-- Task --
Convert the records below into a JSON list of strings, one string per line, leaving out blank lines.

-- Supplied information --

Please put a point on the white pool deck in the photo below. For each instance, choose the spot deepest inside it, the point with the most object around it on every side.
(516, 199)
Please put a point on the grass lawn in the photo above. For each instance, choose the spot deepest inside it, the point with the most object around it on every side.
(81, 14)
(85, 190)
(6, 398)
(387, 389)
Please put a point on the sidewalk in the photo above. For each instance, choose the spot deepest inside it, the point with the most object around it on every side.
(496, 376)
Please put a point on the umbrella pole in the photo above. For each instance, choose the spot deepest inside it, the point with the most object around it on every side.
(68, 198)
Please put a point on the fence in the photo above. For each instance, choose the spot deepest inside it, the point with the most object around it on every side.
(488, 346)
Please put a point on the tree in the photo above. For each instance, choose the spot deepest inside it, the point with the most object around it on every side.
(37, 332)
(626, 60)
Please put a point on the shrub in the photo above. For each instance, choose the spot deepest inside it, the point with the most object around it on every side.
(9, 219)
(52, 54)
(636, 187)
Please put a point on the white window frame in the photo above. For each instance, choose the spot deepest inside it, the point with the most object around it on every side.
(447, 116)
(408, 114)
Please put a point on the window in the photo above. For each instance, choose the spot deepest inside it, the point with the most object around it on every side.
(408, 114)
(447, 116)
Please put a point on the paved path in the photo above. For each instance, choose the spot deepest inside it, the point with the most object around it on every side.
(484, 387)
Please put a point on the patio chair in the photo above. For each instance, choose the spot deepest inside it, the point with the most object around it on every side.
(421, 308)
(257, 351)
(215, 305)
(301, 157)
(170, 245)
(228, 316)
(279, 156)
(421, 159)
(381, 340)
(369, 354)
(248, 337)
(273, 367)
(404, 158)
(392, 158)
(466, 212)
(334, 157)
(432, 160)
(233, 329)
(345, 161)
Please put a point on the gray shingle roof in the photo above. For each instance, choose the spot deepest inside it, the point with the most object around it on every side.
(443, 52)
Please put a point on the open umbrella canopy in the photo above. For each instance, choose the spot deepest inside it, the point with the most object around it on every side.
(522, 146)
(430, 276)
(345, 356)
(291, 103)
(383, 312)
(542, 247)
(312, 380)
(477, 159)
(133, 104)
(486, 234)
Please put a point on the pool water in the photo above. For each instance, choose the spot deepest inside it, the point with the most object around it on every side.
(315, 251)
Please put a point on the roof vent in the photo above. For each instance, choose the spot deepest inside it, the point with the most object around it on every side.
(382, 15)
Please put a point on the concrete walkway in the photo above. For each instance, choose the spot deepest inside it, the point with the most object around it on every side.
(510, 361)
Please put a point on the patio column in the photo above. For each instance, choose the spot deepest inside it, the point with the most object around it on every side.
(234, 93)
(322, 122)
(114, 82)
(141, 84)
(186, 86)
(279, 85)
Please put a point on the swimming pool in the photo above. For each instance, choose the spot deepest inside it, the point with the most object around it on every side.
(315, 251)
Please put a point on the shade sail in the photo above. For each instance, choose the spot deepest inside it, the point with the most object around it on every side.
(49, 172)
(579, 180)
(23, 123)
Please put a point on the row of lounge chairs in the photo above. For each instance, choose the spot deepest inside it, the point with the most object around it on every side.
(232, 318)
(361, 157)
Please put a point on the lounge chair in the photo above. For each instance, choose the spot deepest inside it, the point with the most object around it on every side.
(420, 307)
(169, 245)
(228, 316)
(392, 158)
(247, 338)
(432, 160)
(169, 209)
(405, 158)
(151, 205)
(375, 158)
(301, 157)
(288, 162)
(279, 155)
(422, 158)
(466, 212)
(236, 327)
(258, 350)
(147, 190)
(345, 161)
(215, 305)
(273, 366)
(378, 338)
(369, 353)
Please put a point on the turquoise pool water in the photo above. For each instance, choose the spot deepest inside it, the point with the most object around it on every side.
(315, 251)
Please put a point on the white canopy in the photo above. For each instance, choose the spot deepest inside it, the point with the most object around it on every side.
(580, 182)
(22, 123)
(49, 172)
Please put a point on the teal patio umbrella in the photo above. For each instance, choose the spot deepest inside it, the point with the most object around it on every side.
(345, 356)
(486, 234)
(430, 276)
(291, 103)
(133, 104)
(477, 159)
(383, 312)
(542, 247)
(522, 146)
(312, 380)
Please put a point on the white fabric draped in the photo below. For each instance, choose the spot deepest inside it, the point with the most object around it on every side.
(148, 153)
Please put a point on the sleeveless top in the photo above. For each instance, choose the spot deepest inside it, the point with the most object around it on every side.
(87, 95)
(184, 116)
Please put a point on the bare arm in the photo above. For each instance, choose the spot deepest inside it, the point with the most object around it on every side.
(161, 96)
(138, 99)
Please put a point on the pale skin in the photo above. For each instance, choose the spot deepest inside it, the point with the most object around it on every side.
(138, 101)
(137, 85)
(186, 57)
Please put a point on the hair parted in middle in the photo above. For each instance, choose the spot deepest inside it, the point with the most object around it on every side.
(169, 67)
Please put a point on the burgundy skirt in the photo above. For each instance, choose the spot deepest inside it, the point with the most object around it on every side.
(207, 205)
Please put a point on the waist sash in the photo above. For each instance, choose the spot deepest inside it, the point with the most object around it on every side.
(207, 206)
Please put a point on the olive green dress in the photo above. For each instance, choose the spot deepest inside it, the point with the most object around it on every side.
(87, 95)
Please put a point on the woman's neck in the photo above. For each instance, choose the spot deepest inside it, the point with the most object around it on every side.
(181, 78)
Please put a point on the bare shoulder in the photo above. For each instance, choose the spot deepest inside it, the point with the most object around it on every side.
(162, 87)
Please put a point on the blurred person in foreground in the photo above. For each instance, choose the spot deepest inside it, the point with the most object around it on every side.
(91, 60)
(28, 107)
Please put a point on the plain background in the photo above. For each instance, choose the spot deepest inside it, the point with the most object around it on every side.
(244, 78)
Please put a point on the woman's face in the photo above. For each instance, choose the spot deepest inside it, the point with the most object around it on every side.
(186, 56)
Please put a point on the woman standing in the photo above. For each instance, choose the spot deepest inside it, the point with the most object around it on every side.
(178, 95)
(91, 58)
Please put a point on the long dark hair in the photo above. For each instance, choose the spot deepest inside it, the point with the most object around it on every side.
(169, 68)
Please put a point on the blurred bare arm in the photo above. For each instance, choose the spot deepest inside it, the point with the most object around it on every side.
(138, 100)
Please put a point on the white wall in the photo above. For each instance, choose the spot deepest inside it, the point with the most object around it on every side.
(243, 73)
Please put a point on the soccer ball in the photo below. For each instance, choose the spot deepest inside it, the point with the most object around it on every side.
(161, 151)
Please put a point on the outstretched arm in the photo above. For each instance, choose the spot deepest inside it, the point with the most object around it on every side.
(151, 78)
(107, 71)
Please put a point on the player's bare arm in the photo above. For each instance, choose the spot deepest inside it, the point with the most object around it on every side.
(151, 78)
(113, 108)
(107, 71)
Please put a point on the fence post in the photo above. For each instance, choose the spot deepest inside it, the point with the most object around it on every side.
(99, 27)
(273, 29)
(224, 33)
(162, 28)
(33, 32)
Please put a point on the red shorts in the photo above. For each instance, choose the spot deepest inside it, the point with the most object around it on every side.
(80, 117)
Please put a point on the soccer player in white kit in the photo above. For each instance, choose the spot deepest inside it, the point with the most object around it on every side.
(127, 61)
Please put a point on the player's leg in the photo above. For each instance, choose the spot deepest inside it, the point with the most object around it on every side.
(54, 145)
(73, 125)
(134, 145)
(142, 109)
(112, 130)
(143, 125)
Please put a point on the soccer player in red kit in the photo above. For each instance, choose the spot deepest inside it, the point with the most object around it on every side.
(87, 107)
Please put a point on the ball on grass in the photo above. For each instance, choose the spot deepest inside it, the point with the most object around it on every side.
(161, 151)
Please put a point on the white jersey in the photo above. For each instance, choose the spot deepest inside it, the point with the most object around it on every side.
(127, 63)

-- Completed exercise --
[
  "Please put a point on the white pool deck in the photo below. For each instance, choose the spot deepest inside it, the point with the most object around it on every side.",
  "(516, 199)",
  "Please put a point on the grass lawn in the photo above. For each instance, choose the spot deepest inside it, the point with the most object around it on every side.",
  "(81, 14)",
  "(85, 190)",
  "(6, 398)",
  "(387, 389)",
  "Please put a point on the sidewalk in the photo above. For each instance, choose the spot deepest inside it, the point with the most object around it on every side.",
  "(496, 376)",
  "Please put a point on the umbrella pole in the photo above. For each instance, choose the spot deepest inside it, the point with the most object around it on every side.",
  "(68, 198)",
  "Please put a point on the fence in the photo above. For each instance, choose the spot deepest inside it, the point with the most object around it on every side.",
  "(488, 346)",
  "Please put a point on the tree in the photo above. For each instance, choose the spot deepest inside it, the point with the most object around it on every side.",
  "(37, 332)",
  "(626, 60)",
  "Please put a point on the shrub in the photo above. For each instance, choose the spot deepest inside it, the point with the most object around it on every side.",
  "(9, 219)",
  "(52, 54)",
  "(636, 187)",
  "Please put a point on the white window frame in the photo above. For each instance, choose the spot deepest inside it, the point with the most object around it on every side.",
  "(447, 116)",
  "(408, 114)",
  "Please put a point on the window in the photo above. For each instance, choose the spot deepest inside it, the point with the most object around it on every side.",
  "(408, 114)",
  "(447, 116)",
  "Please put a point on the paved path in the photo above. For each instance, choose the spot deepest inside it, the point with the most object around it on every side.",
  "(484, 387)",
  "Please put a point on the patio chair in the photo above. For each instance, choose the spot deepest inside it, the point with the most object around it on every side.",
  "(421, 308)",
  "(257, 351)",
  "(215, 305)",
  "(301, 157)",
  "(170, 245)",
  "(228, 316)",
  "(279, 156)",
  "(421, 159)",
  "(381, 340)",
  "(369, 354)",
  "(248, 337)",
  "(273, 367)",
  "(404, 158)",
  "(392, 158)",
  "(466, 212)",
  "(334, 157)",
  "(432, 160)",
  "(233, 329)",
  "(345, 161)",
  "Please put a point on the gray shingle roof in the photo above. For each instance, choose the spot deepest inside it, the point with the most object around it on every side.",
  "(443, 52)",
  "Please put a point on the open umbrella canopy in the photo above. For each instance, choose the spot deepest inside it, the point with the most object around it on every side.",
  "(522, 146)",
  "(430, 276)",
  "(345, 356)",
  "(291, 103)",
  "(383, 312)",
  "(542, 247)",
  "(312, 380)",
  "(477, 159)",
  "(133, 104)",
  "(486, 234)",
  "Please put a point on the pool water in the photo above. For each instance, choose the spot deepest inside it, the point with the most object around it on every side.",
  "(315, 251)",
  "Please put a point on the roof vent in the photo above. For each instance, choose the spot deepest inside it, the point with the most object around it on every side.",
  "(382, 15)",
  "Please put a point on the concrete walkway in the photo above. For each instance, choose the spot deepest inside it, the point with the most object around it on every side.",
  "(510, 361)",
  "Please put a point on the patio column in the photo above. For each instance, choose the spot deepest inside it, the point with the most object around it on every side.",
  "(234, 93)",
  "(322, 122)",
  "(114, 82)",
  "(141, 84)",
  "(186, 86)",
  "(279, 85)",
  "Please put a point on the swimming pool in the photo above. For each instance, choose the spot deepest inside it, the point with the most object around it on every side.",
  "(315, 251)",
  "Please put a point on the shade sail in the photo above. For each instance, choose the spot deepest inside it, the point with the most object around it on every side.",
  "(49, 172)",
  "(579, 180)",
  "(23, 123)",
  "Please put a point on the row of lounge chairs in the photo above. For each instance, choose the spot deepest inside it, the point with the most object around it on every side.",
  "(232, 318)",
  "(361, 157)",
  "Please put a point on the lounge chair in the photo above. For each instance, choose the spot deepest inside it, the point with the most object around it on every side.",
  "(420, 307)",
  "(169, 245)",
  "(228, 316)",
  "(392, 158)",
  "(247, 338)",
  "(432, 160)",
  "(169, 209)",
  "(405, 158)",
  "(151, 205)",
  "(375, 158)",
  "(301, 157)",
  "(288, 162)",
  "(279, 155)",
  "(422, 158)",
  "(466, 212)",
  "(236, 327)",
  "(258, 350)",
  "(147, 190)",
  "(345, 161)",
  "(215, 305)",
  "(273, 366)",
  "(378, 338)",
  "(369, 353)",
  "Please put a point on the turquoise pool water in the photo above. For each instance, choose the spot deepest inside it, the point with the most object around it on every side.",
  "(315, 251)",
  "Please put a point on the white canopy in the photo above. For each instance, choose the spot deepest inside it, the point with the most object around it on every side.",
  "(580, 182)",
  "(22, 123)",
  "(49, 172)",
  "Please put a point on the teal patio umbrella in the photo above. For each instance, choose the spot deepest inside it, the point with the most object around it on every side.",
  "(345, 356)",
  "(486, 234)",
  "(430, 276)",
  "(291, 103)",
  "(133, 104)",
  "(477, 159)",
  "(383, 312)",
  "(542, 247)",
  "(522, 146)",
  "(312, 380)",
  "Please put a point on the white fabric draped in the photo below. For each instance, choose the spot deepest inside it, the point with the most object around it on every side.",
  "(148, 153)",
  "Please put a point on the sleeveless top in the photo above. For each instance, choose the spot deepest inside it, the point with the most object around it on every side.",
  "(87, 95)",
  "(184, 116)",
  "Please put a point on the bare arm in the photo above. For each instance, choose the spot deepest inside it, the point with the most object around it on every side.",
  "(161, 96)",
  "(138, 99)",
  "Please put a point on the pale skin in the photo above. For each instance, choose the spot deepest inside it, the point with the most object around it on every side.",
  "(138, 101)",
  "(137, 85)",
  "(186, 57)",
  "Please put a point on the hair parted in middle in the photo above. For each instance, choose the spot deepest inside it, the point with the most object around it on every side.",
  "(169, 67)",
  "Please put a point on the burgundy skirt in the photo above. For each instance, choose the spot deepest inside it, the point with the most object around it on every side.",
  "(207, 205)",
  "Please put a point on the waist sash in the photo above. For each instance, choose the spot deepest inside it, the point with the most object around it on every side.",
  "(207, 206)",
  "Please put a point on the olive green dress in the photo above. For each instance, choose the spot deepest inside it, the point with the most object around it on every side.",
  "(87, 95)",
  "Please put a point on the woman's neck in the photo above. For each instance, choose the spot deepest inside it, the point with the most object around it on every side.",
  "(181, 78)",
  "Please put a point on the bare shoulder in the photo above. For each instance, choose the spot deepest inside it, the point with the most object around it on every side.",
  "(162, 87)",
  "Please put a point on the blurred person in foreground in the photo above. For each instance, choose the spot deepest inside it, the point with the most object around it on every side.",
  "(91, 60)",
  "(28, 107)",
  "Please put a point on the plain background in the photo above. For each instance, choose the spot deepest inside it, the point with the most object around it on every side.",
  "(244, 78)",
  "Please put a point on the woman's face in the photo above. For each instance, choose the spot deepest inside it, the point with the most object around it on every side.",
  "(186, 56)",
  "Please put a point on the woman standing in the photo above. For each instance, choose the spot deepest inside it, the point with the most object around it on every side.",
  "(178, 95)",
  "(91, 58)",
  "Please put a point on the long dark hair in the photo above. For each instance, choose the spot deepest inside it, the point with the most object around it on every side.",
  "(169, 68)",
  "Please put a point on the blurred bare arm in the photo above. For each instance, choose the spot deepest inside it, the point with the most object around it on every side.",
  "(138, 100)",
  "Please put a point on the white wall in the photo above. For each instance, choose the spot deepest inside it, the point with the most object around it on every side.",
  "(243, 73)",
  "Please put a point on the soccer ball in the photo below. For each instance, choose the spot deepest inside it, the point with the most object around it on every side.",
  "(161, 151)",
  "Please put a point on the outstretched arm in the photo above. For each instance, choose the spot deepest inside it, the point with the most object around it on every side.",
  "(151, 78)",
  "(107, 71)",
  "Please put a point on the player's bare arm in the photo above. For each instance, choose the spot deepest inside it, the point with the most object around it on every side.",
  "(151, 78)",
  "(113, 108)",
  "(107, 71)",
  "Please put a point on the fence post in the photo above. For each instance, choose the spot deepest inside it, the point with the most object around it on every side.",
  "(99, 27)",
  "(273, 29)",
  "(224, 33)",
  "(162, 28)",
  "(33, 32)",
  "Please put a point on the red shorts in the photo above. For each instance, choose the spot deepest inside it, the point with the most object around it on every side.",
  "(80, 117)",
  "Please put a point on the soccer player in white kit in the photo above. For each instance, choose the spot deepest inside it, the point with the most object around it on every side.",
  "(127, 61)",
  "Please put a point on the player's leg in the photo above. For each instance, choose the spot deepest inside it, the point with the most object around it on every side.",
  "(54, 145)",
  "(73, 125)",
  "(134, 145)",
  "(142, 109)",
  "(112, 130)",
  "(143, 125)",
  "Please put a point on the soccer player in red kit in the photo above. For each instance, choose the spot deepest inside it, the point with the most object around it on every side.",
  "(87, 107)",
  "Please put a point on the ball on grass in the photo above. For each instance, choose the spot deepest inside it, the point with the most object around it on every side.",
  "(161, 151)",
  "Please put a point on the white jersey in the photo above. For each instance, choose the spot deepest inside it, the point with the most object around it on every side.",
  "(127, 63)"
]